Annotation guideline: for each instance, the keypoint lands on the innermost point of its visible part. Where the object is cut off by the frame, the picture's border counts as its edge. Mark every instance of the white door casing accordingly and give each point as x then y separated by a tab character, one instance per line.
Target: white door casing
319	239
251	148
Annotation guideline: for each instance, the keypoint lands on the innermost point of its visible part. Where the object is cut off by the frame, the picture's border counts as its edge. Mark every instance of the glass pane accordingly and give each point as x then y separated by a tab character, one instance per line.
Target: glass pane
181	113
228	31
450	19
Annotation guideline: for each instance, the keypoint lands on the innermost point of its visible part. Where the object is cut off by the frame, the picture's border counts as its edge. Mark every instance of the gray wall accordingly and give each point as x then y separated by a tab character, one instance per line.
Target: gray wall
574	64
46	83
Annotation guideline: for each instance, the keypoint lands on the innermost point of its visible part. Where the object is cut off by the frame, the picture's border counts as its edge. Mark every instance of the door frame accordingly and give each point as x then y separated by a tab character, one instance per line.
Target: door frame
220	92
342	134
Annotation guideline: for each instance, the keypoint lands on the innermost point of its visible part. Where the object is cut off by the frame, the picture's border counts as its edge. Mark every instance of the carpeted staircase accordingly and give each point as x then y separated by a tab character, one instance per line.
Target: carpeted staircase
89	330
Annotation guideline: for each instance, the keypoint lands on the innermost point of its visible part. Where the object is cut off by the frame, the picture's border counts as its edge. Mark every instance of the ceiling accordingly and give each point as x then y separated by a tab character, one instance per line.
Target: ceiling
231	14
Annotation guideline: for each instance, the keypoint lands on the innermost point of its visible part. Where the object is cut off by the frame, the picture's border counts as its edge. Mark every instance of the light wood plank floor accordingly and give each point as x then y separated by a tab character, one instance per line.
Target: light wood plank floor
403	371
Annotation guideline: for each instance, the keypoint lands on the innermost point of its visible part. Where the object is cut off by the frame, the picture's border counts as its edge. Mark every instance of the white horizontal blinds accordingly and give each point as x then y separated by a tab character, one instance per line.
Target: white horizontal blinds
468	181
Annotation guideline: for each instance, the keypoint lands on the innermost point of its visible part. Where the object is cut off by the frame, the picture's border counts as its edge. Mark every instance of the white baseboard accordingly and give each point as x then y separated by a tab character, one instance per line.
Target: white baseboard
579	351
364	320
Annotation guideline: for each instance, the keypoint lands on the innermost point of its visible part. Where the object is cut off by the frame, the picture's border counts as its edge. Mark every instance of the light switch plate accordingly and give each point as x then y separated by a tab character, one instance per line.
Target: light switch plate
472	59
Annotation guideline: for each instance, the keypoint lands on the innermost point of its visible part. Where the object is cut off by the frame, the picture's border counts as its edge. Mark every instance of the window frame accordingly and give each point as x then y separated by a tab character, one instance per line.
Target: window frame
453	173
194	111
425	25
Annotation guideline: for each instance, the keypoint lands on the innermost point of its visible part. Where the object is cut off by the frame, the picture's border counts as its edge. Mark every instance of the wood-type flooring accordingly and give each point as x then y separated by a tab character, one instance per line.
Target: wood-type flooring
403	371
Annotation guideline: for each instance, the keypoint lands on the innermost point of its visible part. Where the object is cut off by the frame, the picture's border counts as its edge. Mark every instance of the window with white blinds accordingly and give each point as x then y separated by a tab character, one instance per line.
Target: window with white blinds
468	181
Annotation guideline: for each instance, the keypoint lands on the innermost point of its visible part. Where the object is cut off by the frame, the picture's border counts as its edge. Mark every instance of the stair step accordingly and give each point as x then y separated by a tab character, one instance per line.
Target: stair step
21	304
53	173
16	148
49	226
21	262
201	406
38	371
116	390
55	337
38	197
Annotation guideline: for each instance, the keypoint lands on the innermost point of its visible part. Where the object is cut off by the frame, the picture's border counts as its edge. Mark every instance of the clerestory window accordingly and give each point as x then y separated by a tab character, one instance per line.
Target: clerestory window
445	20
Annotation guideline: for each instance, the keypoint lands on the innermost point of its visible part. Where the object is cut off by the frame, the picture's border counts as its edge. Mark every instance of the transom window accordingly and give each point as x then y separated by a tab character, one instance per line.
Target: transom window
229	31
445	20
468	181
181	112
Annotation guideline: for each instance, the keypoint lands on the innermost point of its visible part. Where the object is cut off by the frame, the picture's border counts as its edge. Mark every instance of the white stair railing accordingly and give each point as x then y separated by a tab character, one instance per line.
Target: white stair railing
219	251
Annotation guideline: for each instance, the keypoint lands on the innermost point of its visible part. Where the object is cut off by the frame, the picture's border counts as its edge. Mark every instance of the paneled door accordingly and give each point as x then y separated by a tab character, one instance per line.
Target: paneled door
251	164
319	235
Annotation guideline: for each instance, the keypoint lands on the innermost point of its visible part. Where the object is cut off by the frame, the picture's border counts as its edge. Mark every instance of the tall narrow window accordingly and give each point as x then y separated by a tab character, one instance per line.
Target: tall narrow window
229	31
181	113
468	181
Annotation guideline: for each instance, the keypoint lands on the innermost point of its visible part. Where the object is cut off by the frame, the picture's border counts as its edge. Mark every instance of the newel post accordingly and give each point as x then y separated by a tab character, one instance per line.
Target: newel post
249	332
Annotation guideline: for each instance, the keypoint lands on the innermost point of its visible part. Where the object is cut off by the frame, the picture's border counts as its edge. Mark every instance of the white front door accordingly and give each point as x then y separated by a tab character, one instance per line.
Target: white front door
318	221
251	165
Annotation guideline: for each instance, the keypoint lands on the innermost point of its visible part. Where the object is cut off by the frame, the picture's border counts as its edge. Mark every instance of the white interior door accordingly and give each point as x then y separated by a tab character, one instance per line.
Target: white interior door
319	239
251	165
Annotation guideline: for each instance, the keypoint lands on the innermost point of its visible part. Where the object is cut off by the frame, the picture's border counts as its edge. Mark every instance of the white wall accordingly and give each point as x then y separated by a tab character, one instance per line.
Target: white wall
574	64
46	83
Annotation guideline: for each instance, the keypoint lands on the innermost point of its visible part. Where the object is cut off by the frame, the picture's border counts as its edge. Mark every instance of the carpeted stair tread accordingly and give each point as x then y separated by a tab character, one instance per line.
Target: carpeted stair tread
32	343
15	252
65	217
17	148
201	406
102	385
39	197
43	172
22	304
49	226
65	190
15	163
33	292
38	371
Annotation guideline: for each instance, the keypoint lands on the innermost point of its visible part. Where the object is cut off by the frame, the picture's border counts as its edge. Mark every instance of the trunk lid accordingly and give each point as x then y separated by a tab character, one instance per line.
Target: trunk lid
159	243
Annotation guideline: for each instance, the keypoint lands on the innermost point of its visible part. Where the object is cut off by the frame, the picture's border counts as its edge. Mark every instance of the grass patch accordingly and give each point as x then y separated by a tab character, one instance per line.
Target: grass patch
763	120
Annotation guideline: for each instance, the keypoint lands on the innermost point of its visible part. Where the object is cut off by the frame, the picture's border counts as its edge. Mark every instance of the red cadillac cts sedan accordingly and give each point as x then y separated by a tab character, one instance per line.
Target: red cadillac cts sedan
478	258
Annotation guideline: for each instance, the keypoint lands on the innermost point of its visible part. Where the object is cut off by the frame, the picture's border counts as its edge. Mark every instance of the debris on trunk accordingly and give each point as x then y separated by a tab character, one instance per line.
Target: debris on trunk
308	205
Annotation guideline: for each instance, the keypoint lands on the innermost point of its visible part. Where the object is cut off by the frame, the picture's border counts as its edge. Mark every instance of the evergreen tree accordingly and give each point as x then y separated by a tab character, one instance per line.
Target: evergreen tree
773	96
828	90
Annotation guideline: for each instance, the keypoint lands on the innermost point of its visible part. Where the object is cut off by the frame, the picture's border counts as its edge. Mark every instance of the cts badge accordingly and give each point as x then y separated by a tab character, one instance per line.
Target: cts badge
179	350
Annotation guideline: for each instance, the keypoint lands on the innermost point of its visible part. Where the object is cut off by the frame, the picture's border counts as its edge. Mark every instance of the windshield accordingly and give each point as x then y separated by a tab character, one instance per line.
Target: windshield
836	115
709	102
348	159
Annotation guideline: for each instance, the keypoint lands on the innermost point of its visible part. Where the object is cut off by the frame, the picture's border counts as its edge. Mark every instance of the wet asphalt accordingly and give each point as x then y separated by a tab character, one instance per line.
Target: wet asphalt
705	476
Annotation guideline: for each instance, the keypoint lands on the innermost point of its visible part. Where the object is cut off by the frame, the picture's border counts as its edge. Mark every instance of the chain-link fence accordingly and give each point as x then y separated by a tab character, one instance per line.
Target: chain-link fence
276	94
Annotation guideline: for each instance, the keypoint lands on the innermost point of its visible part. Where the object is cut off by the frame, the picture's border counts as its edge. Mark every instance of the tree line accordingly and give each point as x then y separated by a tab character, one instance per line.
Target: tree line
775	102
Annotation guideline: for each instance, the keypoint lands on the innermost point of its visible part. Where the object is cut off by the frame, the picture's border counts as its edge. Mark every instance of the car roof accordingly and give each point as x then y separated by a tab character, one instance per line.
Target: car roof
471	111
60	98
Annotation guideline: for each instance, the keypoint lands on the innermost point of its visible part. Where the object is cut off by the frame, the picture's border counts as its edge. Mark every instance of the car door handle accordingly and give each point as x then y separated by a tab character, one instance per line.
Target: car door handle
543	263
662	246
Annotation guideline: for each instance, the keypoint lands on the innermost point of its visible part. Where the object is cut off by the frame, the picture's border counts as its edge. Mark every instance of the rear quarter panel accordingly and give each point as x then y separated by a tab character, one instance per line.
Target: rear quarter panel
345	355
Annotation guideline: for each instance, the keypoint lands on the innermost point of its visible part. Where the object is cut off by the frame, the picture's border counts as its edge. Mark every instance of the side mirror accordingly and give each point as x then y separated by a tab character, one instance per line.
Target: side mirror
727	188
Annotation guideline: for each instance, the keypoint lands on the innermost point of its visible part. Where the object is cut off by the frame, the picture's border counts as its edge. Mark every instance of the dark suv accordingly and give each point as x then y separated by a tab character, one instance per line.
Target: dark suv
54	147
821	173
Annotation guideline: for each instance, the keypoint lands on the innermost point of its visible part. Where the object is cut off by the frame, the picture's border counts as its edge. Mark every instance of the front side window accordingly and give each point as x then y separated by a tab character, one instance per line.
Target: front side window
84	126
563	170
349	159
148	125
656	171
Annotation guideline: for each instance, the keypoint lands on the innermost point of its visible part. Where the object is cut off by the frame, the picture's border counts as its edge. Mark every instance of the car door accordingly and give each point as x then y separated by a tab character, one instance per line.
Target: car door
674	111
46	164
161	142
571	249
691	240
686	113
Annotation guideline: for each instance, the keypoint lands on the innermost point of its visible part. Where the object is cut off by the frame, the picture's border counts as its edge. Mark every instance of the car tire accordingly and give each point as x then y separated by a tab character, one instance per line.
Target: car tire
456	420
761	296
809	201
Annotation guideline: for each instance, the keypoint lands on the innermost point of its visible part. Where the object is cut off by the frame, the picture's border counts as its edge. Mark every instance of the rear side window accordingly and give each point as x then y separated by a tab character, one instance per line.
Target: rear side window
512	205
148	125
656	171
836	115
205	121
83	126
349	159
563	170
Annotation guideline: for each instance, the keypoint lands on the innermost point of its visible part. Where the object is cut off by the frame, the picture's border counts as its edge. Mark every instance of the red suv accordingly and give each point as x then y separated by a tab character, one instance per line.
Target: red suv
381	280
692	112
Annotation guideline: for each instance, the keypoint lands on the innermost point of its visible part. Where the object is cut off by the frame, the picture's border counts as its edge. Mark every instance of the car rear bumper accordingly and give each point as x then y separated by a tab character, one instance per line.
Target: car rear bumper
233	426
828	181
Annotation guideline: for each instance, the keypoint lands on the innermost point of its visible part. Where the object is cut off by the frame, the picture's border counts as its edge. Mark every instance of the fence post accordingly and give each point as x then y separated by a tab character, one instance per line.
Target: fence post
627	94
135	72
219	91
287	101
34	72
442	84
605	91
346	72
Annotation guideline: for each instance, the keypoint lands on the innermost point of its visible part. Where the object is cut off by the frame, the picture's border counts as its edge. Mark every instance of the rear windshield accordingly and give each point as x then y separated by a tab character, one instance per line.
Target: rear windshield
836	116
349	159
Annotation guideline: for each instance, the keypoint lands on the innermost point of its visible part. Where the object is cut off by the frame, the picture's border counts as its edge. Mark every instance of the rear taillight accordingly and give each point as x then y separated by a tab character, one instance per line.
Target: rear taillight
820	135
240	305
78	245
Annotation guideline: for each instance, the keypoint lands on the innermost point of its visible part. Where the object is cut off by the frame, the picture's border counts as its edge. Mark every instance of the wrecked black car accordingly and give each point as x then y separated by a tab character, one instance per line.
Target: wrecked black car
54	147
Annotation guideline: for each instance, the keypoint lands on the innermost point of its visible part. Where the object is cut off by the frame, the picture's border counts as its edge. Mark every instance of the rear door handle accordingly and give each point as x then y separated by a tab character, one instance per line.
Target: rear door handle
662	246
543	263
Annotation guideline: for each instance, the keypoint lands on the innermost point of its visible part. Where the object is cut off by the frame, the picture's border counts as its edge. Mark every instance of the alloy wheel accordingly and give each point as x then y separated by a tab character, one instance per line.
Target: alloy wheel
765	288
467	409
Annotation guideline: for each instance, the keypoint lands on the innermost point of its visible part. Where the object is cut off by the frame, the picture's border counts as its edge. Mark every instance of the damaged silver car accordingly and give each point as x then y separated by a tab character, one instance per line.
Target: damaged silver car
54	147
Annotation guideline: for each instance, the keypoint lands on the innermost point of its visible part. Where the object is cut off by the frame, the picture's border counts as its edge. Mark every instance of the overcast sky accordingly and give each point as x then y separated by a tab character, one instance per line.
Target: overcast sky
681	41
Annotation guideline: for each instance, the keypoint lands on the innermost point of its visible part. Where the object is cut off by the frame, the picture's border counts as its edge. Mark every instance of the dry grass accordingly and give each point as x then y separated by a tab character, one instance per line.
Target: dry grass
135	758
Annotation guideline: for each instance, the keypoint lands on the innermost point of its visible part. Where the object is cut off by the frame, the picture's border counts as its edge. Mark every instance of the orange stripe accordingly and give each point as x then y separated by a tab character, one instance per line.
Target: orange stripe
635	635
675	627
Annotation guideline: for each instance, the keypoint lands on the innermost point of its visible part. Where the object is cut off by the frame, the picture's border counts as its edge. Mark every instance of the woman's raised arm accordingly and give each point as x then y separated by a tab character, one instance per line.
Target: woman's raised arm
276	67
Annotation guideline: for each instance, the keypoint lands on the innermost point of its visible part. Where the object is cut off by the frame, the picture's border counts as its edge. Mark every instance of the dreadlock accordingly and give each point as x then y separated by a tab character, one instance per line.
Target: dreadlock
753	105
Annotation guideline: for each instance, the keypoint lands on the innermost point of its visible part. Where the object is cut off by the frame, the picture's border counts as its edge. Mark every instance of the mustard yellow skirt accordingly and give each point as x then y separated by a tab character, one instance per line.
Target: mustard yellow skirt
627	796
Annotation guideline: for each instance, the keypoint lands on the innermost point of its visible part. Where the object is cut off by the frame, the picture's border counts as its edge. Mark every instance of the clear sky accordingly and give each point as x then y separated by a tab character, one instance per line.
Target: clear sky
::::
Task brief
Print only the lines from the one with "of the mustard" to the end of the records, both included.

In response
Annotation guideline: for each instance, the keypoint lands on the innermost point of its visible part. Where the object is cut off by the frame, the picture's border counts as its edge. Mark every instance of the mustard yellow skirt accordingly and give each point as x then y separated by a tab character, one instance per line.
Target: mustard yellow skirt
627	796
Annotation guideline: for each instance, the keypoint lands on the innermost point of its visible part. Where the object is cut off by the frame, the picture's border counts as its edge. Mark every instance of the clear sky accordingly and give each point as x then y separated by a tab character, one instance per line.
Target: clear sky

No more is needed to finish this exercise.